What the task requires:
Set down the records exactly as they stand, except for any pictures, which you should omit.

Dataset entries:
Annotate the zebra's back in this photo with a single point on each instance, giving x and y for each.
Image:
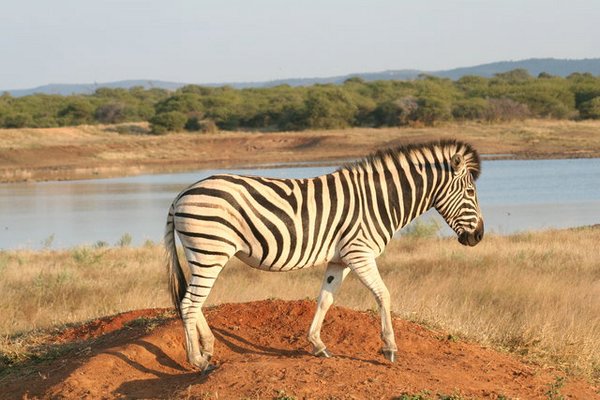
(272, 224)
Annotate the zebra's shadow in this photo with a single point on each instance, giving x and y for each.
(227, 338)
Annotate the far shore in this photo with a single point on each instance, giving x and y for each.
(100, 151)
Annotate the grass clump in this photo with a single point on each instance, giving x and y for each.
(534, 294)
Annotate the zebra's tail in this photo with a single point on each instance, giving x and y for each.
(177, 280)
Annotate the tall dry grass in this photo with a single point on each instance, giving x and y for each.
(535, 294)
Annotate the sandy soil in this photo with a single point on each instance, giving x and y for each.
(262, 353)
(99, 151)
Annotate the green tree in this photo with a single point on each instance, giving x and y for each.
(590, 109)
(167, 122)
(328, 107)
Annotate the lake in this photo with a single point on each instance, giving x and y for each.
(515, 195)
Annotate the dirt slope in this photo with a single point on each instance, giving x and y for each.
(262, 353)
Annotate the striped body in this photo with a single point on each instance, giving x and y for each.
(346, 217)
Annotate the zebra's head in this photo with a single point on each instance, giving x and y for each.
(457, 201)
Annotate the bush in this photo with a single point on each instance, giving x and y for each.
(110, 113)
(432, 110)
(168, 122)
(197, 124)
(470, 109)
(17, 120)
(590, 109)
(328, 108)
(396, 112)
(505, 110)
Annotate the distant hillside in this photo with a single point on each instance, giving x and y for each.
(558, 67)
(66, 89)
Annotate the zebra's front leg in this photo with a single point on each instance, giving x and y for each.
(334, 276)
(366, 269)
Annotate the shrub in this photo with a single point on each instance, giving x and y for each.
(432, 110)
(167, 122)
(470, 109)
(110, 113)
(590, 109)
(396, 112)
(505, 110)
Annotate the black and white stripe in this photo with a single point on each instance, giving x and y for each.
(345, 219)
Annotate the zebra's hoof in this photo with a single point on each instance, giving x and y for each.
(208, 369)
(389, 355)
(323, 353)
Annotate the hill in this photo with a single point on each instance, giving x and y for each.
(262, 353)
(558, 67)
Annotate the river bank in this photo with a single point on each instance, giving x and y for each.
(99, 151)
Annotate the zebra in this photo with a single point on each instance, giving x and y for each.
(343, 219)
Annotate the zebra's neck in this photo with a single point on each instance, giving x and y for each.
(395, 190)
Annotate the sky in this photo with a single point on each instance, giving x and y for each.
(214, 41)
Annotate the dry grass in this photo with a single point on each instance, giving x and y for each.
(84, 152)
(535, 294)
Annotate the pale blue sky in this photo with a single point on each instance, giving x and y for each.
(196, 41)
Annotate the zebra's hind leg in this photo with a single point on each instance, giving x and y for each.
(365, 268)
(334, 276)
(205, 267)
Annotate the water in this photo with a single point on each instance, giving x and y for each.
(514, 195)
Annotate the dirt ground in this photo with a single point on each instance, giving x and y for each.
(100, 151)
(262, 353)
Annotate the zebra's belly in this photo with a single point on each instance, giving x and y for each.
(280, 266)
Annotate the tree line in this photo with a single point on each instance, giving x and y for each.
(427, 101)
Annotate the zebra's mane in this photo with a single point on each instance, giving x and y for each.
(447, 147)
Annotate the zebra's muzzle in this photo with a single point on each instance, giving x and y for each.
(472, 238)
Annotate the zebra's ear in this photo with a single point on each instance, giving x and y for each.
(458, 163)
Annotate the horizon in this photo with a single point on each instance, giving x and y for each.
(232, 41)
(100, 84)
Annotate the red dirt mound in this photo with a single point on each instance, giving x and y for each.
(262, 353)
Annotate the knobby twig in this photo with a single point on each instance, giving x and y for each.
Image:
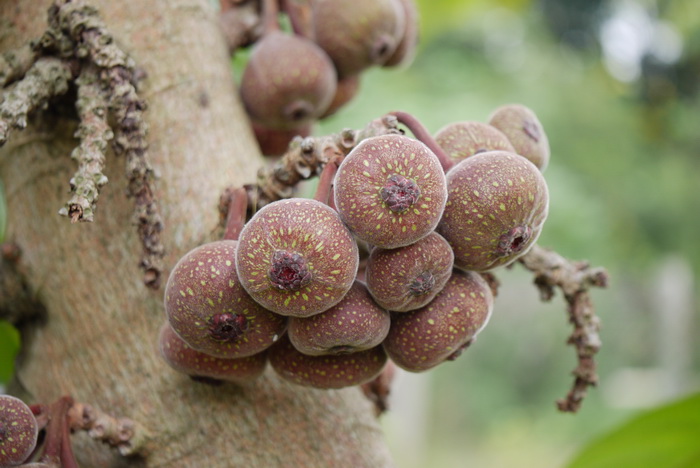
(574, 279)
(46, 78)
(306, 157)
(94, 134)
(77, 44)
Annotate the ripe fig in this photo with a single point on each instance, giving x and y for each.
(409, 277)
(183, 358)
(406, 50)
(210, 310)
(390, 191)
(460, 140)
(423, 338)
(288, 81)
(498, 202)
(18, 431)
(525, 132)
(296, 258)
(329, 371)
(354, 324)
(357, 34)
(346, 89)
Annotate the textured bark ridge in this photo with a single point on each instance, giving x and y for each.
(99, 342)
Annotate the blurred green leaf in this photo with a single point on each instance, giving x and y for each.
(666, 437)
(3, 213)
(9, 346)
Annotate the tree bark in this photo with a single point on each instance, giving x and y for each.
(99, 342)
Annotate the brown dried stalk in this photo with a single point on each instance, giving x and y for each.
(574, 279)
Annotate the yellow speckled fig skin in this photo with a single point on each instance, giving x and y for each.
(18, 431)
(313, 236)
(524, 131)
(288, 81)
(181, 357)
(354, 324)
(329, 371)
(357, 34)
(498, 202)
(368, 170)
(460, 140)
(204, 285)
(409, 277)
(422, 339)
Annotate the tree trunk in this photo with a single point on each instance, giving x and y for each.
(99, 342)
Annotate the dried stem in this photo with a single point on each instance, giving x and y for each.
(129, 437)
(94, 134)
(574, 279)
(116, 71)
(306, 157)
(47, 77)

Output of the task:
Annotate the zebra's back in this photo with a single point on each instance, giving x and y for each.
Image:
(272, 224)
Annotate the zebra's shadow in this photo with a single point on each instance, giving x and y for each.
(227, 338)
Annotate the far shore in this photo with a single point on each instance, giving x and y for each.
(100, 151)
Annotate the grass clump in this photo with a single point on each instance, giving x and y for each.
(534, 294)
Annotate the zebra's tail in this photo with a single point on each instance, giving x and y for each.
(177, 280)
Annotate the tall dry grass in this photo with a single point on each instance, giving x and y for each.
(535, 294)
Annotate the sandy soil in this photo with a single point on each instance, giving x and y for each.
(262, 353)
(99, 151)
Annotate the green tree in this photo with a single point on each instance, giving x and y for each.
(590, 109)
(167, 122)
(328, 107)
Annotate the lake in this photo with a single point on each instance, giving x and y for each.
(515, 195)
Annotate the dirt slope in this photo with a single point on each instance, giving x and y for each.
(262, 353)
Annotate the striped body in this photo with a single point on each instance, giving x and y for each.
(346, 217)
Annotate the zebra's head in this photo with a single point on each instance, giving x and y for each.
(457, 201)
Annotate the bush in this photo with a single point on each instance, giving x and y for each.
(110, 113)
(432, 110)
(168, 122)
(197, 124)
(470, 109)
(17, 120)
(590, 109)
(328, 108)
(396, 112)
(505, 110)
Annotate the distant hillside in this photo with a single point on each instance, giving x and y for each.
(558, 67)
(66, 89)
Annotate the zebra's front leg in this photo with a single point on each instance, giving x and y for each.
(334, 276)
(366, 269)
Annotate the shrub in this photo with a single point on each instance, giving x and y for each.
(432, 110)
(167, 122)
(470, 109)
(110, 113)
(590, 109)
(396, 112)
(505, 110)
Annotate the black and white stripe in this photo with a single point on each instance, giving x and y for each.
(345, 219)
Annotate the zebra's hoof in this photo with a single point on each instance, giving x and y for each.
(208, 369)
(389, 355)
(323, 353)
Annotate the hill in this photo with a single point on each instance, giving x and y for each.
(262, 353)
(558, 67)
Annotate the river bank in this photo with a single point on each instance, giving x and y for each.
(99, 151)
Annotate the zebra in this photo with a single point on each instance, giving x and y for each.
(343, 219)
Annotate the zebra's neck in this photo with a single point on each instance, giving x and y for each.
(395, 190)
Annotate the sky in this photo with a single point on each instance, giving x and y for each.
(214, 41)
Annotate the dry grass in this photo with a single point on each instance, giving x and y for each.
(84, 152)
(535, 294)
Annotate the pale blue sky in this photo with a single point on each instance, giving x and y for each.
(196, 41)
Annotate the zebra's hind leg in this photo with a single point on each instance, giving x and y for each.
(365, 268)
(334, 276)
(205, 267)
Annotate the water in this photo with a single point on each instance, giving x and y for each.
(514, 195)
Annotate the dirt ground in this photo with a single point on each instance, giving x and y for each.
(100, 151)
(262, 353)
Annotate the zebra's belly in this photo with a single point on each instance, giving x and y for each.
(280, 266)
Annotate the tree line in this photo with a single point on each instance, giving x and y for each.
(427, 101)
Annotate the zebra's mane in this photo with a single point on each instance, giving x and y for each.
(447, 147)
Annotate the zebra's muzzle in this photo with a single point on each instance, giving x and y for each.
(472, 238)
Annotate the zebra's ear in this photo with a single point on each instance, giving x and y for each.
(458, 163)
Annotate the horizon in this photo with a single point on each instance, giving x and y for each.
(232, 41)
(100, 84)
Annotate the red dirt mound in this photo with a single point on each instance, giving x and y for each.
(262, 353)
Annotate the knobby twig in this photo with a single point on each instance, giving x and y for each.
Image:
(574, 279)
(46, 78)
(306, 157)
(94, 134)
(77, 44)
Annotate the ripe fig in this photo with a single point on each instance, giving x and y for each.
(409, 277)
(183, 358)
(406, 50)
(210, 310)
(390, 191)
(460, 140)
(423, 338)
(288, 81)
(498, 202)
(18, 431)
(525, 132)
(296, 258)
(329, 371)
(354, 324)
(357, 34)
(346, 89)
Annotate the textured bark ridge in this photo with a single point on each instance, giving x and y for each.
(99, 342)
Annotate the blurred green leaf in this photo with a single point on each instance, giving x and y for each.
(666, 437)
(3, 213)
(9, 346)
Annotate the tree bark in this photo with a single point on each instance, giving x and y for each.
(99, 342)
Annotate the brown dried stalk in this photo with a single point on each instance, giving x and y for each.
(574, 279)
Annotate the yellow speckled fig skin in this photo with a single point on each instance, giving x and y for each.
(18, 431)
(313, 236)
(524, 131)
(288, 81)
(181, 357)
(354, 324)
(329, 371)
(357, 34)
(498, 202)
(368, 170)
(460, 140)
(204, 285)
(409, 277)
(422, 339)
Annotate the tree trunk in this photo with a single point on each instance, giving x and y for each.
(99, 342)
Annotate the dried stem in this photo with a single point on each instance, giving x and y for each.
(129, 437)
(94, 134)
(574, 279)
(116, 71)
(306, 157)
(47, 77)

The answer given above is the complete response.